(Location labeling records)
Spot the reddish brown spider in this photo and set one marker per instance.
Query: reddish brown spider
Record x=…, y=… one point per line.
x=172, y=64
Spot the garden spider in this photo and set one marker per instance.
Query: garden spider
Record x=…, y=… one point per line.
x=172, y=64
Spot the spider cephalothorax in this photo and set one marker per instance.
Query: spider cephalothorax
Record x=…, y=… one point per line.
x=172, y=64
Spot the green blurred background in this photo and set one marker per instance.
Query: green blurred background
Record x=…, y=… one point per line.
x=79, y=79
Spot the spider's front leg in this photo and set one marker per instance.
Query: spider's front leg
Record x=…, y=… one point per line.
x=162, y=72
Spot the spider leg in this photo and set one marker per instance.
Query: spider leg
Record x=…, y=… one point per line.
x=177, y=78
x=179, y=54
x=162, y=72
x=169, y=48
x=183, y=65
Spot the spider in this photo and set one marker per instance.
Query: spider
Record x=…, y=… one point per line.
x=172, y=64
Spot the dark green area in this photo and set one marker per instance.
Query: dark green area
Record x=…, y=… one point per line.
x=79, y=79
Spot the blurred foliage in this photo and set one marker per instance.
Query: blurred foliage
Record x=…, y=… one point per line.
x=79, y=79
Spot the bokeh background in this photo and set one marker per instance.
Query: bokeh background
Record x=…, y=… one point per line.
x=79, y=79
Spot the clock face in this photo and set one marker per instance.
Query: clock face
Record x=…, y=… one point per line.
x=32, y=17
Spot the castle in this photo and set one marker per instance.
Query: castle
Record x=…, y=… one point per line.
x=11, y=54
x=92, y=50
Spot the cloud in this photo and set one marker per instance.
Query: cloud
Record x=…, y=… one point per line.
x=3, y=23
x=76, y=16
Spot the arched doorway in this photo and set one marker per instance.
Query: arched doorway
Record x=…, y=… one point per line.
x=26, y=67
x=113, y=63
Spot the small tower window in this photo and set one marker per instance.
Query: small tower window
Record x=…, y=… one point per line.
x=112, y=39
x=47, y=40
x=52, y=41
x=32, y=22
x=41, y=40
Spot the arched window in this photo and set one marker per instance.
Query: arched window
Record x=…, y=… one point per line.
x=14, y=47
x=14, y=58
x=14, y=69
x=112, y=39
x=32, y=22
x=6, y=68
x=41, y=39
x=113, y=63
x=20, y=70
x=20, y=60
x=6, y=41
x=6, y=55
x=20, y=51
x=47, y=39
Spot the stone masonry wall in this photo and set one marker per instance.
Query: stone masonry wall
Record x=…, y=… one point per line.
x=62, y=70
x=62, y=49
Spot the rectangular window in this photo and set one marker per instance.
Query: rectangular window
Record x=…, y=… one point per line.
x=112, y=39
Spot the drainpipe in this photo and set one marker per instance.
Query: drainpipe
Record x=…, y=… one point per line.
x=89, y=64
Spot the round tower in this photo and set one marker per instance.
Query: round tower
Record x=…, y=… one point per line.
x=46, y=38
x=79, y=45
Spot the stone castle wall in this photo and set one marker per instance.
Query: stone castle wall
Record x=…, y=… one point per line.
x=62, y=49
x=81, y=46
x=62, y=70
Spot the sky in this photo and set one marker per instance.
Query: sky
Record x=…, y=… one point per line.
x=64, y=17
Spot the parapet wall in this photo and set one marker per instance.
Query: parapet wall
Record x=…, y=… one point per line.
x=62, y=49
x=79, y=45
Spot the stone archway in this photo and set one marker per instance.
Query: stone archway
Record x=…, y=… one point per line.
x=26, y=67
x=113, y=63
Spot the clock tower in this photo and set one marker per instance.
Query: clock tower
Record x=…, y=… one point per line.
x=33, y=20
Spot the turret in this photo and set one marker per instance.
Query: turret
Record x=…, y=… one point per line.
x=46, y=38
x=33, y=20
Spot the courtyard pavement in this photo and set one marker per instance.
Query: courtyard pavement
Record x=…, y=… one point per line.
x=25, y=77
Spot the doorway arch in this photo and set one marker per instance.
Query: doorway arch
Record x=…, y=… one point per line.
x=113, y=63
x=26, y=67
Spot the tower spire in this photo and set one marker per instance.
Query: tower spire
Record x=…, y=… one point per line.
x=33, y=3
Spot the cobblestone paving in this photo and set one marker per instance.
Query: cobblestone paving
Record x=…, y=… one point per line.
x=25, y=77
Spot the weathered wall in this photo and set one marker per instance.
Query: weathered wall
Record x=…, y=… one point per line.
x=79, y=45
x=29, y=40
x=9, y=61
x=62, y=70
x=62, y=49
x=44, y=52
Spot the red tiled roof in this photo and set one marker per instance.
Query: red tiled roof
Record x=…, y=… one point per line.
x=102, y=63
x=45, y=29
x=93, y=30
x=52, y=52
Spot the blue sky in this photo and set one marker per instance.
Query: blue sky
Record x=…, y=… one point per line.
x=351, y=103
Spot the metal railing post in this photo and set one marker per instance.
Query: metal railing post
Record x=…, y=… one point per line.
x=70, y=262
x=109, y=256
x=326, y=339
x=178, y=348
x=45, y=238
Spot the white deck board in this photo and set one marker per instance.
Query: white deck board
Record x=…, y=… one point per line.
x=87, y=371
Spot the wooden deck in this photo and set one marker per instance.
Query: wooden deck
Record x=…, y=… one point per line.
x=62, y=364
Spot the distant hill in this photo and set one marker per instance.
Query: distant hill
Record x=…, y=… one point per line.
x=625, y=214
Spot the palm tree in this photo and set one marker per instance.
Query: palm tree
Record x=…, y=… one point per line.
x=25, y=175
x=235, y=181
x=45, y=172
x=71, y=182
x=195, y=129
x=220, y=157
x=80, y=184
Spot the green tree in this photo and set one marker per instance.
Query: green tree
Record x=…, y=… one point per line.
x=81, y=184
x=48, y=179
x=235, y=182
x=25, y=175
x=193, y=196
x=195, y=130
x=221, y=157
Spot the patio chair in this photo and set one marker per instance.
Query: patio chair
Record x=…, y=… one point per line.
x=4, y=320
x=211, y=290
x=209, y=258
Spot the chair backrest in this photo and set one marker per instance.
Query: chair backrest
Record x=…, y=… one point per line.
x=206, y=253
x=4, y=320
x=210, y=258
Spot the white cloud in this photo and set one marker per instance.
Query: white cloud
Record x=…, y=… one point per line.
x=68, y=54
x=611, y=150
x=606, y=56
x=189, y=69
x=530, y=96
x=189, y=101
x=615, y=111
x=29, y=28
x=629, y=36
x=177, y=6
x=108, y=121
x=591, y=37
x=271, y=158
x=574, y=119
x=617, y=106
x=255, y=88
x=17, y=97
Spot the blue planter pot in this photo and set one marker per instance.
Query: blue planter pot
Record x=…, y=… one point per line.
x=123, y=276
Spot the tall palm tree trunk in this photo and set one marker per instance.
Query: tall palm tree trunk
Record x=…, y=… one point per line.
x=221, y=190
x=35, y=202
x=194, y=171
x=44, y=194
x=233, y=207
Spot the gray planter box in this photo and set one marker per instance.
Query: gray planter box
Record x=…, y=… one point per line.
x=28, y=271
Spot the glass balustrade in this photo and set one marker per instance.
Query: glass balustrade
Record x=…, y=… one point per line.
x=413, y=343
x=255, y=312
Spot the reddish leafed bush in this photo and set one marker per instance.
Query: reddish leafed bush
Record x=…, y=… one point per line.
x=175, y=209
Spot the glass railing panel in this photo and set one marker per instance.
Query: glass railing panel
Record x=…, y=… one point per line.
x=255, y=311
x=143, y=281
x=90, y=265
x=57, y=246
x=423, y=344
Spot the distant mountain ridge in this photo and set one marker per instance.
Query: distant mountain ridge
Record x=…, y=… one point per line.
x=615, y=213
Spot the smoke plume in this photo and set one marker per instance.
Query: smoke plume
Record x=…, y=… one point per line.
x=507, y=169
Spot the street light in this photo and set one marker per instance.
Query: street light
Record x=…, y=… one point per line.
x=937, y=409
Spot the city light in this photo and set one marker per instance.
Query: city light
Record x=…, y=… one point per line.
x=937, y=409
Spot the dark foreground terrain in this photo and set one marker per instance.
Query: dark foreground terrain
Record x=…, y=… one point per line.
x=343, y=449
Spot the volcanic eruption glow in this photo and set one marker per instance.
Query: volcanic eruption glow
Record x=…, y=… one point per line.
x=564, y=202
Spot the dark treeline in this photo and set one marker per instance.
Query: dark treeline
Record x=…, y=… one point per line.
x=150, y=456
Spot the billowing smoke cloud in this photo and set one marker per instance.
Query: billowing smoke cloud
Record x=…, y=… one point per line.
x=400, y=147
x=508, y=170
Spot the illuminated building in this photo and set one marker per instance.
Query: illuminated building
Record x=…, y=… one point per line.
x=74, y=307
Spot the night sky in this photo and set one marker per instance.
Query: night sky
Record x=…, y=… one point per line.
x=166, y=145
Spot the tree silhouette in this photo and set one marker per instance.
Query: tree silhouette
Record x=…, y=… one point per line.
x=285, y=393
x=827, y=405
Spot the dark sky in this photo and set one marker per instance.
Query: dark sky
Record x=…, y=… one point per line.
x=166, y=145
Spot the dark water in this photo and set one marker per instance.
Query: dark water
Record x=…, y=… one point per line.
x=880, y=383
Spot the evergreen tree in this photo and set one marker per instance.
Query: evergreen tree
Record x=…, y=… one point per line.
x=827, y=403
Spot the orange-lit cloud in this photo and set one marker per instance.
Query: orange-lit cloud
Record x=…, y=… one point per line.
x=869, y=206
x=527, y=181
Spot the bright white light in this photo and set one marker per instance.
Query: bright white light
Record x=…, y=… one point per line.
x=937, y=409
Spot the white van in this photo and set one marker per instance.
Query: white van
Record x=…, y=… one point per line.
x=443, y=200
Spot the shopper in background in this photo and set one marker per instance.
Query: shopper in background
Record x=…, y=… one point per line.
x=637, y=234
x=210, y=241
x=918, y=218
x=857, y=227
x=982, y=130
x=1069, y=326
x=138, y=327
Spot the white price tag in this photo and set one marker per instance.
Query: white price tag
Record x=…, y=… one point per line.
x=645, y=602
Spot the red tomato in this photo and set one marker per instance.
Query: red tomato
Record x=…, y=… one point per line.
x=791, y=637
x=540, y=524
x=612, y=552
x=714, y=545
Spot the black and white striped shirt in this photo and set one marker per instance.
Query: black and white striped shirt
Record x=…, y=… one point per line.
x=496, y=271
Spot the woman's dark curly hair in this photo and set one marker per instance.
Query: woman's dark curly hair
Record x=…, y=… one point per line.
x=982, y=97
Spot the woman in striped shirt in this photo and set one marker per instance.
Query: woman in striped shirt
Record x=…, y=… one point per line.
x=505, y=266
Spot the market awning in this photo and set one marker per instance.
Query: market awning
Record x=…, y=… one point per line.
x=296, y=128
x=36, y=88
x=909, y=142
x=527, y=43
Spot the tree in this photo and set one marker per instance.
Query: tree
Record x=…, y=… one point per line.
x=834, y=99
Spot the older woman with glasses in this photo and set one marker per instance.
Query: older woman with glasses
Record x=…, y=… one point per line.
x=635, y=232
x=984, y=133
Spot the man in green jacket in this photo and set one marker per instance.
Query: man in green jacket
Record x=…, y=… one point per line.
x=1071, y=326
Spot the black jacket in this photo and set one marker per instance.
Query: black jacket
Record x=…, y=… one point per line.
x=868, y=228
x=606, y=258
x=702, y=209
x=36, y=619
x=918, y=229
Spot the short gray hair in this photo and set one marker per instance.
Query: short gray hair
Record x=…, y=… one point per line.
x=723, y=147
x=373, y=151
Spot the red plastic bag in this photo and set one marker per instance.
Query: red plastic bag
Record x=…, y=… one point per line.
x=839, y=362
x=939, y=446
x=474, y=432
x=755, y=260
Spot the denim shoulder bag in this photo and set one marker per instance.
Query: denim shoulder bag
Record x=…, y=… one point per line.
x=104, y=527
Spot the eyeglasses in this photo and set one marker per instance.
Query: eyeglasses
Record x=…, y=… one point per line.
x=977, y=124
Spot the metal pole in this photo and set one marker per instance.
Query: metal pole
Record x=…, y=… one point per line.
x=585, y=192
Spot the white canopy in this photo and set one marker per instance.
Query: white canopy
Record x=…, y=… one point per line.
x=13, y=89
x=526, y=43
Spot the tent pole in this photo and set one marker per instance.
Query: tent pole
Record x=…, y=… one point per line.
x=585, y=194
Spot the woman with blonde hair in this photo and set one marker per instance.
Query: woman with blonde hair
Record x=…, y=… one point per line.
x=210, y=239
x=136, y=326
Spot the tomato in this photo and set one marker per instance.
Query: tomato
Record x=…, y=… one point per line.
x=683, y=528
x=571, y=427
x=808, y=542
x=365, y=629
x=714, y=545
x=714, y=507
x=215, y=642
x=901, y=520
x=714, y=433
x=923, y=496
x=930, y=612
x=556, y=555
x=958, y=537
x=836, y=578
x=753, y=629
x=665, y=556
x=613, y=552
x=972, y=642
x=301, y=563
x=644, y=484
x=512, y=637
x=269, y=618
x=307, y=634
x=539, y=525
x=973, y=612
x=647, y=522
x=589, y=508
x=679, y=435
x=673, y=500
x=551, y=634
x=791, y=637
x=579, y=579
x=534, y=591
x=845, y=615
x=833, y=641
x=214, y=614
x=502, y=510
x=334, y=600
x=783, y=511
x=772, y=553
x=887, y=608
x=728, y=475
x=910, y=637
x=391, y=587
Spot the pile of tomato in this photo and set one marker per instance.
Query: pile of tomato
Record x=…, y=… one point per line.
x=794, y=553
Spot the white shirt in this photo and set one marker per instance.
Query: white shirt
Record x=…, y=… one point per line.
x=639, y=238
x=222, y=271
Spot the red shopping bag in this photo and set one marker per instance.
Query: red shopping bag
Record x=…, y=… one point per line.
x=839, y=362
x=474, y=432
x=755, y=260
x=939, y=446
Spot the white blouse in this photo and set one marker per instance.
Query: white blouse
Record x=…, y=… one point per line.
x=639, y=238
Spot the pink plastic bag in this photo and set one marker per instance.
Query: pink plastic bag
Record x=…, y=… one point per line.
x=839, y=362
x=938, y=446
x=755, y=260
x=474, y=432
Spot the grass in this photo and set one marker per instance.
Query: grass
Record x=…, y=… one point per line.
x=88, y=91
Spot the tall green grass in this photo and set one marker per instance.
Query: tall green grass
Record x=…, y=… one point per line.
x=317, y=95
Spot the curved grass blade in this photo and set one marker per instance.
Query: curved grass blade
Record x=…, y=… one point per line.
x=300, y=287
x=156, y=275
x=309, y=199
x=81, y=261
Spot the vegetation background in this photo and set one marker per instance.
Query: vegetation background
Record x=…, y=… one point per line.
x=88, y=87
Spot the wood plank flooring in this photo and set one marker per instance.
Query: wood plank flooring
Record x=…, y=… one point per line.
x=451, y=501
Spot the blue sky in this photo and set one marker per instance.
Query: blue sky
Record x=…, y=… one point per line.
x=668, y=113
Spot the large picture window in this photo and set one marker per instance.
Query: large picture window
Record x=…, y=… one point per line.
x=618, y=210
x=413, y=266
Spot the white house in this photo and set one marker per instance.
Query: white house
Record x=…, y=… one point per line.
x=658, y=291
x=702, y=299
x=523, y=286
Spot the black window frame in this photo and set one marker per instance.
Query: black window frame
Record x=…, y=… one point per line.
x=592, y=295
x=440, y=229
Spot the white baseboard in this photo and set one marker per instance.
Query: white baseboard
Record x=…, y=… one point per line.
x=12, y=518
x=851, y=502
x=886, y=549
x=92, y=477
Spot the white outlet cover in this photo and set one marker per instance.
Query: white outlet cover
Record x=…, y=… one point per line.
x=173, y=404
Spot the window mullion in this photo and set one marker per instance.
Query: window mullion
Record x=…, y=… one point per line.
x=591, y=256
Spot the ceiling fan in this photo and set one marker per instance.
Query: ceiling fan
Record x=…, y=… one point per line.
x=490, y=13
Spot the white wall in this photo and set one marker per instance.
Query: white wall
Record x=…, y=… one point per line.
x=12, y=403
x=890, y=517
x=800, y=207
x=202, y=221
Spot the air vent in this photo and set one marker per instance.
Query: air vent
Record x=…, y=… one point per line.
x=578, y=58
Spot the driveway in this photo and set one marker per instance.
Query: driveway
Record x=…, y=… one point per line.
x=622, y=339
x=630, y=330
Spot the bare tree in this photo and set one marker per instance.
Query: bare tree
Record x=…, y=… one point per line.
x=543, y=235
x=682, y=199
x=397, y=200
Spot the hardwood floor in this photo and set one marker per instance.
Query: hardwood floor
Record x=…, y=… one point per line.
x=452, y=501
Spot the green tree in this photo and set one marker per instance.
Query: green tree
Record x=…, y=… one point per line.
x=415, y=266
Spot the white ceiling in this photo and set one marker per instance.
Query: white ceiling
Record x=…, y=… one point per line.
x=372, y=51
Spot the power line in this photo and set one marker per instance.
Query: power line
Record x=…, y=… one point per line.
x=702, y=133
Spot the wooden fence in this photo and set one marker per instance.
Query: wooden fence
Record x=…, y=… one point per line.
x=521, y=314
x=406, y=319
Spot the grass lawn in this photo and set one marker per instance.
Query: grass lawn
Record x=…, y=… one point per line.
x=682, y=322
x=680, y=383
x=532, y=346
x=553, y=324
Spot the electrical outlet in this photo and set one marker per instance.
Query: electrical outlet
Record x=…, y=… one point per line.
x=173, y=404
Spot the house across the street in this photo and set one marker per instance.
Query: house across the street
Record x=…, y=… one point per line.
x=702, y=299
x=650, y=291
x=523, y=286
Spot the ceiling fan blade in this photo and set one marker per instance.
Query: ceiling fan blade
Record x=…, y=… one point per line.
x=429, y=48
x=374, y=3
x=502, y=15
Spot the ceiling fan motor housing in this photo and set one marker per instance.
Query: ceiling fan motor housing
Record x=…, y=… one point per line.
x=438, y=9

• **TASK REQUIREMENTS**:
Starting at the line that has "Spot the market" and ending after the line that has "x=136, y=326", change "metal pole" to "steel pole" and reproduce those lines with nothing else altered.

• **CORRECT OUTPUT**:
Spot the market awning in this photo and set one marker per instance.
Query: market awning
Record x=…, y=… one point per line.
x=296, y=128
x=36, y=88
x=909, y=142
x=527, y=43
Spot the tree in this photo and set one marker per instance.
Query: tree
Record x=…, y=… one point per line.
x=834, y=99
Spot the older woman with glasses in this photo and set one marker per instance.
Query: older woman with glasses
Record x=…, y=… one point per line.
x=635, y=232
x=984, y=133
Spot the man in green jacket in this photo and set one marker per instance.
Query: man in green jacket
Record x=…, y=… one point per line.
x=1071, y=326
Spot the black jacket in this photo and set one marker per instance.
Query: black jacket
Record x=…, y=… one point per line.
x=868, y=228
x=606, y=258
x=702, y=209
x=36, y=619
x=918, y=229
Spot the short gray hair in this photo and set one marker per instance.
Query: short gray hair
Record x=…, y=… one point per line.
x=723, y=147
x=373, y=151
Spot the red plastic bag in this photo and set one marker per instance.
Query: red plastic bag
Record x=…, y=… one point per line.
x=839, y=362
x=939, y=446
x=474, y=432
x=755, y=260
Spot the denim shoulder bag in this photo and set one marker per instance.
Query: denim shoulder bag
Record x=…, y=… one point per line.
x=104, y=527
Spot the eyeglasses in this photo and set one marker per instance.
Query: eyeglasses
Record x=…, y=… one point per line.
x=977, y=124
Spot the steel pole in this photo and set one marker per instance.
Query: steel pole
Record x=…, y=… one point per line.
x=585, y=192
Spot the white canopy in this photo and set one marker per instance.
Query: white canopy
Record x=…, y=… one point per line.
x=13, y=89
x=526, y=43
Spot the tent pole in this photo and set one marker per instance.
Query: tent pole
Record x=…, y=… one point per line.
x=585, y=194
Spot the woman with blonde hair in this photo and set one marker per instance.
Query: woman with blonde hair
Record x=…, y=… one point per line.
x=210, y=239
x=136, y=326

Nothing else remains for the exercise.